# Extract provided
START

The current most prevalent method for phenol production is the three-step cumene hydroperoxide process that while established, has serious drawbacks related to safety, low selectivity in the formation of cumene hydroperoxide, low per pass yield and the formation of acetone as a byproduct. A new phenol production method, developed at the Weizmann Institute of Science based on electrocatalytic oxidation of benzene, allows for a simple, efficient, cost-effective and selective production of phenol. This new method can result in a drastic cost reduction that will further be emphasized in the future with the ongoing reduced need of the current process byproduct acetone (CAGR of approximately 3.6% during the period of 2018-2023, a significantly lower growth rate in comparison to phenol). The method suggested here can also be applied in the future in other processes for conversion of arenes to the corresponding phenols.
Production of phenol from benzene
The technology can potentially be applied for additional chemical processes:
Production of acetaldehyde from ethylene
Production of malonic and/or pyruvic acids from acrylic acid
Production of various alcohols from aliphatic and aromatic hydrocarbons.
A simple, fast and cost-effective process:
Direct and Highly selective (no acetone as a co-product)

END

# Rows
START

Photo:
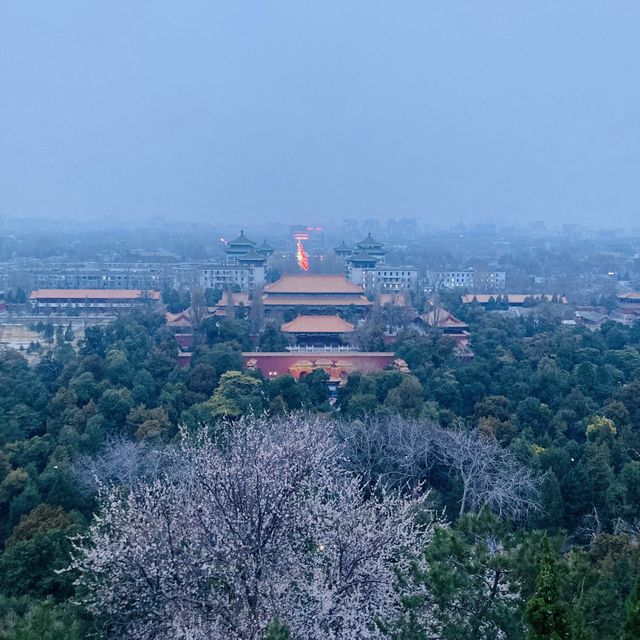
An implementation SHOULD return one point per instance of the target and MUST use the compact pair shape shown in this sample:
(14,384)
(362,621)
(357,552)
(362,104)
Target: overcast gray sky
(296,111)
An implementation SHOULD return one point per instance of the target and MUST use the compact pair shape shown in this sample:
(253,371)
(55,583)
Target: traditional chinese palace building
(313,295)
(318,330)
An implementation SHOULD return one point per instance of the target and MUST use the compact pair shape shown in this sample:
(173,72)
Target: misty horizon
(241,113)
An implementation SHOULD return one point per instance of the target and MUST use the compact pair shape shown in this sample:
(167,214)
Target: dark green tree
(546,614)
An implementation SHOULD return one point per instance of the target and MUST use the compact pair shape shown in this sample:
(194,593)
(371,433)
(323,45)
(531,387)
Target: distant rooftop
(93,294)
(317,324)
(313,284)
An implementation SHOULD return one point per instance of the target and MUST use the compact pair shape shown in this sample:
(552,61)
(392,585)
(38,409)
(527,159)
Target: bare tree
(403,453)
(490,475)
(264,524)
(121,462)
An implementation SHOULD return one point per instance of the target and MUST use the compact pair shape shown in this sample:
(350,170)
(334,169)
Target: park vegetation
(497,497)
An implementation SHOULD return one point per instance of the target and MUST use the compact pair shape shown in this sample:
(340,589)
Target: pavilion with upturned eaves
(314,295)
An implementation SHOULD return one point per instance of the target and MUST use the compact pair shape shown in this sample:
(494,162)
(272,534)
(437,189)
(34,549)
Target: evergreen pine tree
(276,631)
(632,622)
(546,614)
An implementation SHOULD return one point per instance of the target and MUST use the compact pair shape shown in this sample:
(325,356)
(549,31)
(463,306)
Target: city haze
(295,111)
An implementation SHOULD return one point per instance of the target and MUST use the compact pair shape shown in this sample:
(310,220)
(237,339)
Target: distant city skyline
(238,112)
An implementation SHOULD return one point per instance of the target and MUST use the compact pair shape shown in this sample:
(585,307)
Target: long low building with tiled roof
(99,300)
(339,365)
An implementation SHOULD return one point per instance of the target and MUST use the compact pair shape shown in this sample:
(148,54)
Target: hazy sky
(298,111)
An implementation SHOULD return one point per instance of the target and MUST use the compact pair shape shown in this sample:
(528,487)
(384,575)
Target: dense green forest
(562,402)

END

# Exercise set
A – Answer these questions from the passage on phenol production:
(i) What byproduct does the cumene hydroperoxide process form?
(ii) What is the new Weizmann Institute method based on?
(iii) What could the technology produce from ethylene?
B – Carry on the passage on phenol production from the point where it stops.
The entries come from a separate source.

# Final results
A –
(i) Acetone.
(ii) Electrocatalytic oxidation of benzene.
(iii) Acetaldehyde.

B –
Low temperature process
Safe Process, no hazardous by-products.
An electrocatalytic transformation using formic acid to oxidize benzene and its halogenated derivatives to selectively yield aryl formates that are easily hydrolyzed by water yielding the corresponding phenols. The formylation reaction occurs on a Pt anode in the presence of [Co(III)W12O40]5 and similar anions as catalyst and Li formate as electrolyte via formation of a formyloxyl radical as the reactive species, which was trapped by a BMPO spin trap and identified by EPR. Hydrogen was formed at the Pt cathode. The sum transformation is ArH + H2O ® ArOH + H2. Non-optimized reaction conditions showed a Faradaic efficiency of 75-80 % and selective formation of the mono-oxidized phenol product in a 35 % yield. Decomposition of formic acid to CO2 and H2 is the side-reaction.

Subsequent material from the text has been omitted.